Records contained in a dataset
▼▼▼

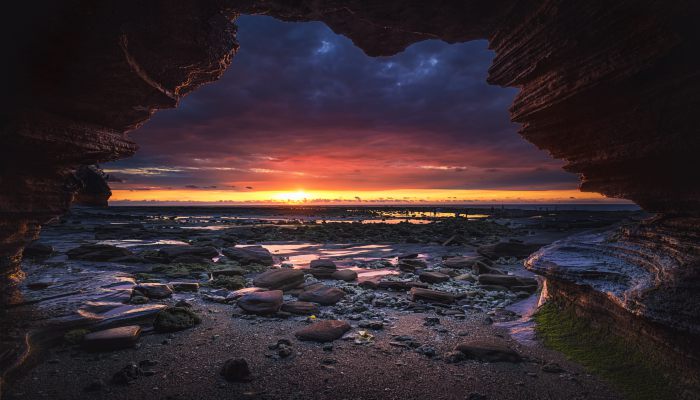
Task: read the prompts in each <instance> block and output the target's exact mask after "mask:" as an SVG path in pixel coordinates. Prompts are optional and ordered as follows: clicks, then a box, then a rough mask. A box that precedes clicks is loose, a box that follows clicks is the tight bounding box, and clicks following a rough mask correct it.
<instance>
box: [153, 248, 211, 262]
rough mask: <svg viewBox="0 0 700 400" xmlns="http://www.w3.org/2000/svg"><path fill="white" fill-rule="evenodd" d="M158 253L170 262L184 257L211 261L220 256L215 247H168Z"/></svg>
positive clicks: (163, 249) (161, 248)
mask: <svg viewBox="0 0 700 400" xmlns="http://www.w3.org/2000/svg"><path fill="white" fill-rule="evenodd" d="M158 253H160V254H161V255H163V256H165V257H167V258H168V259H170V260H174V259H176V258H181V259H182V258H183V257H195V259H201V258H206V259H209V260H211V259H212V258H214V257H216V256H218V255H219V252H218V251H217V250H216V248H215V247H213V246H190V245H172V246H166V247H163V248H161V249H160V250H158Z"/></svg>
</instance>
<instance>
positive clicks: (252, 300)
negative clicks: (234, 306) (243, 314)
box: [238, 290, 283, 315]
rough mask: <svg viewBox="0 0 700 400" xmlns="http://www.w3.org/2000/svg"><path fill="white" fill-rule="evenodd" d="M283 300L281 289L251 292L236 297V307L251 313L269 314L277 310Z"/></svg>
mask: <svg viewBox="0 0 700 400" xmlns="http://www.w3.org/2000/svg"><path fill="white" fill-rule="evenodd" d="M282 302H283V292H282V291H281V290H268V291H265V292H253V293H248V294H245V295H243V296H241V298H240V299H238V307H240V308H242V309H243V310H244V311H246V312H249V313H251V314H258V315H269V314H274V313H276V312H277V311H279V309H280V307H281V306H282Z"/></svg>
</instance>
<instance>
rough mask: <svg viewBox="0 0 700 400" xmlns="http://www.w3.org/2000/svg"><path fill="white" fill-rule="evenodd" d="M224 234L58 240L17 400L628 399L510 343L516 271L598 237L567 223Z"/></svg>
mask: <svg viewBox="0 0 700 400" xmlns="http://www.w3.org/2000/svg"><path fill="white" fill-rule="evenodd" d="M574 214H575V213H574ZM552 215H556V214H552ZM621 216H623V215H622V214H619V215H615V217H612V216H611V215H610V214H605V213H601V214H600V215H599V216H598V220H599V223H600V224H604V223H608V224H610V223H612V222H614V221H615V220H619V218H620V217H621ZM625 216H627V217H629V216H633V214H632V215H631V214H626V215H625ZM223 220H226V218H224V217H222V216H218V217H212V216H201V215H200V216H190V217H182V216H176V215H168V213H167V212H165V213H162V214H160V215H159V214H157V213H151V214H150V215H147V216H145V215H141V214H139V213H136V212H127V211H118V212H117V211H115V210H109V209H108V210H103V211H95V210H94V209H82V210H81V209H78V210H76V211H75V212H74V214H72V215H70V216H68V217H66V218H64V219H63V220H62V221H60V223H58V224H56V225H54V226H52V227H50V228H48V229H47V230H46V231H45V233H44V235H43V236H42V238H41V240H40V241H39V242H36V243H34V244H32V246H30V247H28V249H29V252H28V254H27V260H26V262H25V265H24V268H25V269H26V270H27V271H29V272H30V275H29V276H30V278H29V279H27V281H26V282H25V284H24V287H23V295H24V298H23V302H22V303H19V304H18V305H17V306H15V307H14V308H12V309H11V311H10V314H12V315H10V316H9V317H10V319H12V320H14V321H18V320H19V321H21V324H20V325H23V326H22V327H19V326H18V327H17V329H16V330H11V332H12V331H14V332H17V334H18V335H19V332H26V331H30V332H32V334H31V335H30V336H29V337H28V338H29V340H28V341H27V343H28V344H29V348H25V350H26V351H29V353H32V354H35V355H37V356H36V357H34V363H25V365H24V366H25V367H27V366H28V365H29V364H31V365H34V364H35V363H38V365H36V367H33V368H30V369H24V370H22V369H6V370H5V377H6V378H8V379H9V380H10V382H11V384H10V385H9V387H6V388H5V391H6V396H8V397H9V398H43V397H59V398H81V396H84V395H86V393H91V392H92V393H95V394H99V395H100V396H104V397H105V398H127V397H133V396H138V393H146V392H147V391H149V390H155V391H157V393H159V394H160V396H161V397H163V398H223V397H227V396H229V395H232V394H236V395H238V396H244V397H254V398H328V397H329V396H331V395H332V394H333V393H344V394H347V396H348V398H373V397H372V396H377V395H378V394H379V393H384V395H385V396H388V397H387V398H399V397H400V398H419V397H422V396H427V395H429V394H430V393H431V390H432V389H431V387H432V386H433V385H437V387H439V388H440V395H439V396H438V398H465V397H466V398H471V399H479V398H533V399H536V398H550V397H551V396H555V397H560V396H564V395H566V396H567V397H571V398H594V399H608V398H610V399H612V398H618V396H617V395H616V393H615V392H614V390H612V389H607V388H606V385H605V384H602V383H601V382H599V381H598V380H597V379H596V378H593V377H591V376H589V375H587V374H585V373H583V371H582V370H581V369H580V368H579V367H577V366H576V365H573V364H571V363H569V362H567V361H566V360H564V359H563V358H562V356H561V355H559V354H557V353H554V352H551V351H548V350H546V349H543V348H542V347H541V346H540V345H538V344H534V345H533V343H534V342H527V343H525V342H522V341H520V342H519V341H518V340H516V339H517V338H518V336H517V335H516V336H513V337H511V331H510V330H509V326H511V325H509V324H510V323H512V322H513V321H518V319H519V318H521V315H519V313H518V312H516V311H514V309H517V307H516V308H513V306H514V305H518V304H520V302H522V301H529V299H530V298H532V296H537V293H538V287H539V283H538V280H537V279H535V277H534V275H533V274H531V273H529V272H527V271H526V270H525V269H524V268H523V266H522V259H523V258H525V257H526V256H528V255H529V254H530V253H531V252H533V251H535V250H536V249H538V248H539V247H541V246H542V245H544V244H546V243H550V242H552V241H554V240H555V239H557V238H561V237H565V236H567V235H569V234H571V233H572V232H577V231H581V230H582V229H587V228H588V227H576V224H575V221H576V218H572V216H571V214H570V213H567V212H561V213H560V216H559V220H558V223H557V221H556V220H557V218H556V217H554V218H553V219H551V220H550V221H549V222H548V223H547V224H544V225H542V224H539V223H532V222H531V221H532V219H531V218H530V217H529V216H524V217H522V218H500V219H496V218H485V219H471V220H470V219H468V218H464V217H460V218H455V217H451V218H426V219H425V223H407V222H400V223H387V222H386V221H379V222H378V223H375V222H370V223H360V222H359V220H356V221H354V222H352V221H350V222H325V223H324V222H322V221H321V222H317V221H316V220H313V221H311V220H307V221H303V220H299V219H294V218H273V219H272V220H270V219H255V218H241V219H234V220H233V221H235V222H232V223H222V221H223ZM593 220H595V218H593ZM590 223H591V220H590V218H589V219H588V221H587V222H586V224H590ZM351 239H354V240H351ZM28 310H31V312H29V311H28ZM19 316H22V317H23V318H24V319H21V318H18V317H19ZM8 333H9V332H8ZM13 339H14V343H15V345H16V347H15V349H16V350H15V352H14V354H15V355H16V354H17V353H18V352H21V351H17V349H19V350H21V349H22V346H21V344H20V345H18V344H17V343H21V340H19V339H21V337H14V338H13V337H12V335H11V334H8V335H7V337H5V338H3V340H4V342H5V343H11V342H12V341H13ZM31 346H34V347H33V348H32V347H31ZM8 354H9V355H11V354H12V352H10V353H6V355H5V357H6V359H9V357H8ZM39 354H41V355H39ZM30 358H31V357H30ZM421 393H422V395H421ZM486 396H488V397H486Z"/></svg>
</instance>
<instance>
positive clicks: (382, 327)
mask: <svg viewBox="0 0 700 400" xmlns="http://www.w3.org/2000/svg"><path fill="white" fill-rule="evenodd" d="M357 326H359V327H360V328H365V329H374V330H379V329H384V323H383V322H382V321H360V322H359V323H358V324H357Z"/></svg>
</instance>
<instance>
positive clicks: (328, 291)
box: [299, 286, 345, 306]
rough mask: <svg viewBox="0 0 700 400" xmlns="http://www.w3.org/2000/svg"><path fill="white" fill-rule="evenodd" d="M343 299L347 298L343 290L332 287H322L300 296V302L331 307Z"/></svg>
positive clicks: (306, 292)
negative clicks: (318, 304)
mask: <svg viewBox="0 0 700 400" xmlns="http://www.w3.org/2000/svg"><path fill="white" fill-rule="evenodd" d="M343 297H345V292H344V291H343V290H342V289H339V288H336V287H330V286H321V287H313V288H310V289H308V290H305V291H303V292H302V293H301V294H300V295H299V300H301V301H310V302H313V303H318V304H322V305H325V306H330V305H333V304H335V303H337V302H339V301H340V299H342V298H343Z"/></svg>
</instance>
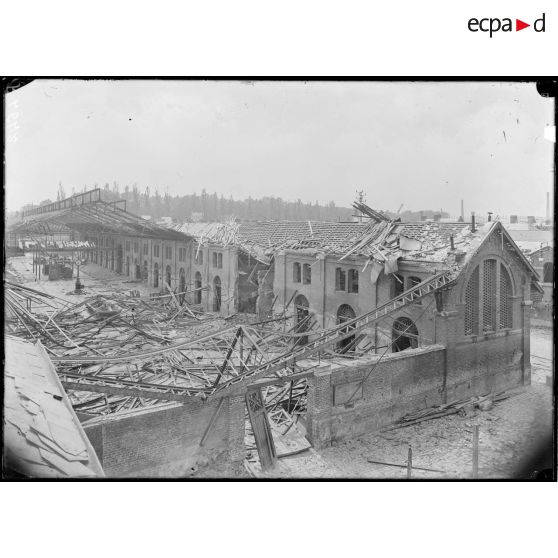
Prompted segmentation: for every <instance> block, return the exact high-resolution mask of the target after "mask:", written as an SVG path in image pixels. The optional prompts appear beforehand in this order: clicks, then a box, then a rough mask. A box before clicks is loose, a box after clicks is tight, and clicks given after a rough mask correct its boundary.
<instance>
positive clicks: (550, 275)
mask: <svg viewBox="0 0 558 558" xmlns="http://www.w3.org/2000/svg"><path fill="white" fill-rule="evenodd" d="M543 283H554V263H553V262H546V263H545V264H544V266H543Z"/></svg>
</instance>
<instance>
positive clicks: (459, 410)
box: [385, 390, 521, 430]
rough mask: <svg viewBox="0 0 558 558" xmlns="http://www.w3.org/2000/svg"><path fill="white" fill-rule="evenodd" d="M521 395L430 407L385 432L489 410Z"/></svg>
mask: <svg viewBox="0 0 558 558" xmlns="http://www.w3.org/2000/svg"><path fill="white" fill-rule="evenodd" d="M519 393H521V392H520V391H511V390H503V391H499V392H497V393H493V394H488V395H483V396H481V397H479V396H474V397H468V398H466V399H459V400H457V401H452V402H451V403H446V404H444V405H439V406H436V407H429V408H427V409H422V410H420V411H416V412H414V413H409V414H408V415H405V416H404V417H402V418H400V419H399V420H398V421H397V422H396V423H395V424H394V425H393V426H391V427H389V428H386V429H385V430H395V429H398V428H404V427H406V426H412V425H414V424H419V423H421V422H424V421H427V420H433V419H437V418H441V417H445V416H448V415H455V414H462V415H463V414H466V413H467V412H468V410H470V411H472V410H473V409H475V408H478V409H481V410H488V409H489V408H490V407H491V406H492V404H494V403H496V402H498V401H503V400H504V399H508V398H510V397H514V396H516V395H519Z"/></svg>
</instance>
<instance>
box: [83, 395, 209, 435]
mask: <svg viewBox="0 0 558 558" xmlns="http://www.w3.org/2000/svg"><path fill="white" fill-rule="evenodd" d="M191 399H194V398H191ZM200 401H201V400H200ZM183 405H184V404H183V403H180V402H177V401H171V402H168V403H160V404H155V405H152V406H150V407H143V408H141V409H129V410H127V411H119V412H117V413H111V414H109V415H101V416H98V417H92V418H90V419H87V420H85V421H83V422H82V423H81V424H82V426H83V427H84V428H88V427H89V426H94V425H96V424H102V423H106V422H113V421H117V420H121V419H125V418H130V417H138V416H141V415H147V414H149V413H156V412H159V411H167V410H169V409H173V408H176V407H182V406H183Z"/></svg>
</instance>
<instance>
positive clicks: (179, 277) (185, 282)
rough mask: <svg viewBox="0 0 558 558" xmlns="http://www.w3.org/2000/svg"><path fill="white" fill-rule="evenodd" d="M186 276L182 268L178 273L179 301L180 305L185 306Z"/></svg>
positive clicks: (178, 294)
mask: <svg viewBox="0 0 558 558" xmlns="http://www.w3.org/2000/svg"><path fill="white" fill-rule="evenodd" d="M185 291H186V274H185V272H184V268H183V267H181V268H180V271H179V272H178V300H179V301H180V304H184V300H185V299H186V292H185Z"/></svg>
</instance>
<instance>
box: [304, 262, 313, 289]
mask: <svg viewBox="0 0 558 558" xmlns="http://www.w3.org/2000/svg"><path fill="white" fill-rule="evenodd" d="M302 282H303V283H304V284H305V285H310V283H312V268H311V267H310V264H304V265H303V266H302Z"/></svg>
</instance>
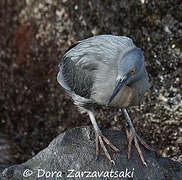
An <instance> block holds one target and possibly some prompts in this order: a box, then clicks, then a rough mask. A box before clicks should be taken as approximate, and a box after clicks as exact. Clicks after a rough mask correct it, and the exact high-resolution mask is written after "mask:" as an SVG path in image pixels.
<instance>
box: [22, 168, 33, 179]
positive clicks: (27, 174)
mask: <svg viewBox="0 0 182 180" xmlns="http://www.w3.org/2000/svg"><path fill="white" fill-rule="evenodd" d="M32 174H33V171H31V170H30V169H26V170H25V171H24V172H23V176H24V177H29V176H31V175H32Z"/></svg>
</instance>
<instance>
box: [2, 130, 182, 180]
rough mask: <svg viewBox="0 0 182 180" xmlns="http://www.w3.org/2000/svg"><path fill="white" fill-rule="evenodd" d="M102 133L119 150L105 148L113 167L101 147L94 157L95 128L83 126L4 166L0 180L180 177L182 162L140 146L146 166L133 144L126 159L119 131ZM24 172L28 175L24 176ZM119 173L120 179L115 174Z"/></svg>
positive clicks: (122, 135) (165, 177)
mask: <svg viewBox="0 0 182 180" xmlns="http://www.w3.org/2000/svg"><path fill="white" fill-rule="evenodd" d="M102 132H103V134H104V135H105V136H106V137H108V139H110V140H111V142H112V143H113V144H114V145H116V147H118V148H119V149H120V152H119V153H114V152H113V151H112V150H111V149H109V148H108V147H107V148H108V151H109V153H110V155H111V157H112V159H113V160H114V161H115V163H116V165H115V166H114V165H112V164H110V162H109V161H108V159H107V158H106V157H105V155H104V153H103V151H102V150H101V149H100V154H99V158H98V160H95V142H94V131H93V129H92V128H91V127H82V128H75V129H72V130H69V131H66V132H64V133H62V134H60V135H59V136H58V137H57V138H55V139H54V140H53V141H52V142H51V143H50V145H49V146H48V147H47V148H46V149H44V150H42V151H41V152H39V153H38V154H37V155H36V156H35V157H33V158H32V159H30V160H29V161H27V162H25V163H23V164H20V165H14V166H11V167H9V168H7V169H5V170H4V171H3V173H2V177H1V179H3V180H6V179H8V180H20V179H25V180H28V179H33V180H35V179H69V177H68V176H69V174H70V173H71V171H73V173H72V175H73V176H77V177H72V179H87V178H86V176H92V178H88V179H112V176H113V177H114V176H116V178H115V179H134V180H180V179H181V177H182V165H181V164H180V163H178V162H175V161H172V160H170V159H168V158H163V157H161V156H159V155H158V154H157V153H153V152H149V151H147V150H146V149H144V148H143V147H141V149H142V152H143V154H144V158H145V160H146V162H147V164H148V166H147V167H145V166H143V165H142V163H141V161H140V159H139V156H138V153H137V151H136V149H135V148H134V147H133V148H132V152H131V158H130V159H129V160H128V159H127V140H126V137H125V135H124V134H123V133H122V132H121V131H114V130H106V129H103V130H102ZM51 173H54V174H51ZM99 173H100V175H101V177H99ZM23 174H24V177H23ZM26 175H27V176H28V177H25V176H26ZM38 175H39V178H38ZM119 175H120V176H121V177H120V178H119V177H117V176H119ZM40 176H42V177H40ZM79 177H81V178H79ZM95 177H97V178H95Z"/></svg>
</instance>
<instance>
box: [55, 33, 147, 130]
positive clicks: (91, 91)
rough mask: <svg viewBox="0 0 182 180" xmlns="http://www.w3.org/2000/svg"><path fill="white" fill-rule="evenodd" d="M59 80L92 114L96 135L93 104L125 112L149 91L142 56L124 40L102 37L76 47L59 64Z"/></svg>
mask: <svg viewBox="0 0 182 180" xmlns="http://www.w3.org/2000/svg"><path fill="white" fill-rule="evenodd" d="M57 80H58V82H59V83H60V85H61V86H62V87H63V88H65V89H66V91H67V92H68V93H69V94H70V95H71V96H72V98H73V100H74V103H75V104H76V105H77V106H78V107H79V109H80V111H81V112H87V113H88V114H89V116H90V119H91V121H92V124H93V126H94V129H95V131H96V133H98V132H100V129H99V128H98V126H97V124H96V121H95V118H94V114H93V109H94V104H100V105H110V106H115V107H120V108H123V110H125V108H127V107H129V106H131V105H137V104H138V103H139V102H140V100H141V98H142V97H143V95H144V93H145V92H146V90H147V89H148V75H147V72H146V69H145V66H144V57H143V54H142V52H141V50H140V49H139V48H137V47H136V46H135V44H134V43H133V41H132V40H131V39H130V38H128V37H125V36H114V35H99V36H95V37H91V38H88V39H85V40H82V41H78V42H77V43H76V44H73V45H72V46H70V47H69V48H68V49H67V50H66V52H65V54H64V56H63V58H62V60H61V62H60V71H59V73H58V76H57Z"/></svg>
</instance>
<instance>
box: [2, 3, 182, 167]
mask: <svg viewBox="0 0 182 180" xmlns="http://www.w3.org/2000/svg"><path fill="white" fill-rule="evenodd" d="M181 9H182V2H181V0H175V1H174V0H151V1H147V0H136V1H128V0H122V1H111V0H108V1H106V0H97V1H96V0H88V1H84V0H44V1H41V0H24V1H18V0H13V1H11V0H1V1H0V131H1V134H0V168H1V167H4V166H5V164H7V165H8V164H9V165H10V164H13V163H20V162H24V161H26V160H27V159H29V158H31V157H32V156H33V155H35V154H36V153H37V152H39V151H40V150H42V149H43V148H45V147H47V145H48V144H49V143H50V141H51V140H52V139H53V138H54V137H56V136H57V135H58V134H59V133H61V132H63V131H65V130H67V129H70V128H73V127H77V126H83V125H88V124H90V121H89V118H88V117H87V116H86V115H80V114H79V112H78V111H77V109H76V107H75V106H74V105H73V104H72V102H71V100H70V98H69V97H68V96H66V95H65V92H64V91H63V89H62V88H61V87H60V86H59V84H58V83H57V81H56V75H57V72H58V64H59V61H60V60H61V56H62V55H63V53H64V51H65V50H66V48H68V46H69V45H71V44H72V43H74V42H76V41H77V40H81V39H84V38H87V37H90V36H94V35H97V34H115V35H125V36H129V37H131V38H132V39H133V40H134V42H135V44H136V45H137V46H138V47H140V48H141V49H142V50H143V53H144V56H145V62H146V68H147V71H148V73H149V77H150V83H151V87H150V91H148V93H147V94H146V96H145V97H144V99H143V102H142V103H141V105H140V106H138V107H132V108H130V109H129V111H130V115H131V117H132V119H133V123H134V125H135V128H136V131H137V132H138V134H140V135H141V136H142V137H143V139H145V140H146V141H147V142H148V143H149V144H151V145H154V146H155V147H156V148H157V150H158V152H159V153H161V154H162V155H163V156H167V157H170V158H172V159H174V160H177V161H179V162H182V153H181V152H182V101H181V96H182V80H181V75H182V13H181ZM97 112H98V115H97V122H98V124H99V125H100V126H102V127H104V128H112V129H121V130H123V131H124V129H125V125H126V121H125V119H124V117H123V115H122V113H121V110H119V109H109V108H103V109H97ZM121 141H122V140H121Z"/></svg>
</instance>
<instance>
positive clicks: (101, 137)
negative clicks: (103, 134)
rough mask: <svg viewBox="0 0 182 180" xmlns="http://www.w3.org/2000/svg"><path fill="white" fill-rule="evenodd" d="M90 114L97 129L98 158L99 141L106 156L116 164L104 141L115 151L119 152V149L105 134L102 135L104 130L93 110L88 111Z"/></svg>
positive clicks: (95, 142) (92, 122)
mask: <svg viewBox="0 0 182 180" xmlns="http://www.w3.org/2000/svg"><path fill="white" fill-rule="evenodd" d="M88 114H89V117H90V120H91V122H92V124H93V127H94V130H95V143H96V159H97V158H98V155H99V143H100V146H101V147H102V149H103V151H104V153H105V155H106V157H107V158H108V159H109V161H110V162H111V163H112V164H115V162H114V161H113V160H112V159H111V156H110V155H109V153H108V151H107V149H106V147H105V145H104V142H105V143H106V144H107V145H108V146H110V147H111V148H112V149H113V150H114V151H115V152H118V151H119V149H117V148H116V147H115V146H114V145H113V144H112V143H111V142H110V141H109V140H108V139H107V138H106V137H105V136H104V135H102V132H101V130H100V129H99V127H98V125H97V123H96V120H95V116H94V113H93V112H91V111H88Z"/></svg>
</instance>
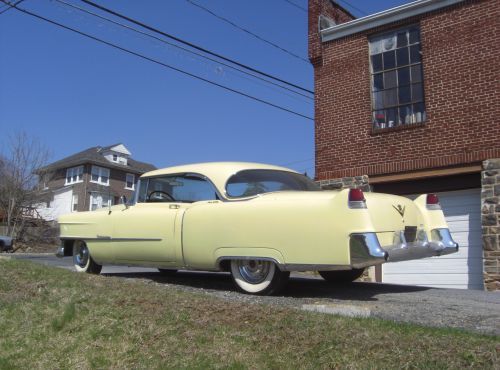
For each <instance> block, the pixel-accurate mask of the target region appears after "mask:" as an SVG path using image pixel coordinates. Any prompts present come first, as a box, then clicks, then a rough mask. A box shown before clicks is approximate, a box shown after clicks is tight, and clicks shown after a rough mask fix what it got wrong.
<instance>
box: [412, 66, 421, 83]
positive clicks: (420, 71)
mask: <svg viewBox="0 0 500 370" xmlns="http://www.w3.org/2000/svg"><path fill="white" fill-rule="evenodd" d="M421 81H422V65H421V64H417V65H415V66H411V82H421Z"/></svg>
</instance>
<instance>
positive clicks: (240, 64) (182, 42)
mask: <svg viewBox="0 0 500 370" xmlns="http://www.w3.org/2000/svg"><path fill="white" fill-rule="evenodd" d="M2 1H3V0H2ZM80 1H82V2H84V3H85V4H87V5H90V6H92V7H94V8H97V9H100V10H102V11H104V12H106V13H109V14H112V15H114V16H116V17H119V18H121V19H124V20H126V21H128V22H131V23H134V24H136V25H138V26H141V27H143V28H145V29H147V30H149V31H152V32H155V33H158V34H160V35H162V36H165V37H168V38H170V39H172V40H175V41H177V42H180V43H182V44H184V45H187V46H189V47H192V48H194V49H196V50H199V51H202V52H204V53H207V54H210V55H212V56H214V57H217V58H220V59H222V60H225V61H226V62H230V63H233V64H235V65H237V66H239V67H242V68H245V69H247V70H249V71H252V72H255V73H258V74H260V75H262V76H265V77H268V78H271V79H273V80H275V81H279V82H281V83H284V84H286V85H288V86H291V87H294V88H296V89H299V90H302V91H305V92H308V93H310V94H314V92H313V91H311V90H308V89H306V88H304V87H301V86H298V85H295V84H293V83H291V82H288V81H285V80H283V79H281V78H278V77H275V76H272V75H270V74H268V73H265V72H262V71H259V70H258V69H255V68H252V67H250V66H247V65H245V64H242V63H239V62H237V61H235V60H232V59H229V58H226V57H225V56H222V55H220V54H217V53H214V52H212V51H210V50H207V49H205V48H202V47H201V46H198V45H195V44H193V43H191V42H188V41H185V40H182V39H180V38H178V37H175V36H173V35H170V34H168V33H165V32H163V31H160V30H158V29H156V28H154V27H151V26H149V25H147V24H145V23H142V22H139V21H137V20H135V19H132V18H130V17H127V16H126V15H123V14H120V13H118V12H115V11H114V10H111V9H108V8H105V7H104V6H102V5H99V4H96V3H94V2H92V1H89V0H80Z"/></svg>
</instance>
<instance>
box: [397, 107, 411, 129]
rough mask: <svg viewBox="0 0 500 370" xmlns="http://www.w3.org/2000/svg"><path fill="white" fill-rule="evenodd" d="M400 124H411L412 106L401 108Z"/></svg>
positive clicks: (399, 120) (399, 116)
mask: <svg viewBox="0 0 500 370" xmlns="http://www.w3.org/2000/svg"><path fill="white" fill-rule="evenodd" d="M399 123H401V124H403V125H408V124H410V123H411V105H404V106H402V107H400V108H399Z"/></svg>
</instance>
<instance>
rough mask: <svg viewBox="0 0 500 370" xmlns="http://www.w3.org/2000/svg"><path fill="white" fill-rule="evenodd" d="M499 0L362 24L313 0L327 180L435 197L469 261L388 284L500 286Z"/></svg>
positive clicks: (329, 4) (453, 259)
mask: <svg viewBox="0 0 500 370" xmlns="http://www.w3.org/2000/svg"><path fill="white" fill-rule="evenodd" d="M499 19H500V2H498V1H495V0H440V1H437V0H420V1H415V2H412V3H409V4H406V5H403V6H399V7H397V8H393V9H389V10H386V11H383V12H380V13H376V14H373V15H369V16H366V17H363V18H359V19H354V17H353V16H352V15H351V14H350V13H349V12H348V11H346V10H345V9H344V8H342V7H341V6H339V5H338V4H337V3H336V2H334V1H332V0H309V58H310V61H311V63H312V64H313V66H314V76H315V117H316V122H315V143H316V178H317V180H318V181H320V184H321V185H322V186H323V187H325V188H339V187H346V186H360V187H362V188H364V189H372V190H374V191H378V192H388V193H394V194H400V195H408V196H411V195H412V194H415V193H423V192H435V193H438V195H439V196H440V199H441V203H442V206H443V210H444V212H445V216H446V217H447V221H448V224H449V226H450V229H451V231H452V233H453V235H454V237H455V239H456V240H457V241H458V242H459V244H461V247H462V248H461V250H460V252H459V254H457V255H452V256H450V257H449V258H443V257H442V258H441V259H439V260H438V259H436V260H433V261H432V262H431V263H429V261H427V260H419V261H408V262H404V263H395V264H386V265H383V267H382V269H379V270H378V271H377V279H378V280H379V281H387V282H394V283H410V284H421V285H433V286H442V287H456V288H470V289H483V288H485V289H489V290H498V289H500V204H499V199H500V159H499V158H500V118H499V117H500V99H499V98H498V92H499V87H500V86H499V84H500V42H499V37H500V27H499V22H500V21H499Z"/></svg>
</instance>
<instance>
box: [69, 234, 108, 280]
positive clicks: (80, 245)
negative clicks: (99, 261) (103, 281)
mask: <svg viewBox="0 0 500 370" xmlns="http://www.w3.org/2000/svg"><path fill="white" fill-rule="evenodd" d="M73 265H74V266H75V269H76V271H78V272H87V273H89V274H99V273H100V272H101V270H102V266H101V265H98V264H97V263H95V261H94V259H93V258H92V256H91V255H90V251H89V249H88V247H87V244H85V242H84V241H83V240H77V241H75V242H74V243H73Z"/></svg>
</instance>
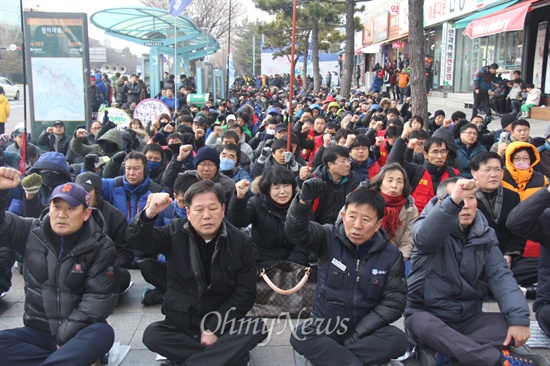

▲▲▲

=== ASSIGNMENT ===
Copy the stretch of the records above that runs from the line with "positive clicks: (399, 120) (399, 116)" through the line with "0L362 24L313 0L327". Both end lines belong in the copy, and nothing else does.

=== EXERCISE RESPONSE ===
positive clicks: (399, 120) (399, 116)
mask: <svg viewBox="0 0 500 370" xmlns="http://www.w3.org/2000/svg"><path fill="white" fill-rule="evenodd" d="M399 123H401V124H403V125H408V124H410V123H411V105H404V106H402V107H400V108H399Z"/></svg>
</instance>
<instance>
rough mask: <svg viewBox="0 0 500 370" xmlns="http://www.w3.org/2000/svg"><path fill="white" fill-rule="evenodd" d="M499 0L362 24L313 0L327 180L435 197L469 261L388 284L500 286Z"/></svg>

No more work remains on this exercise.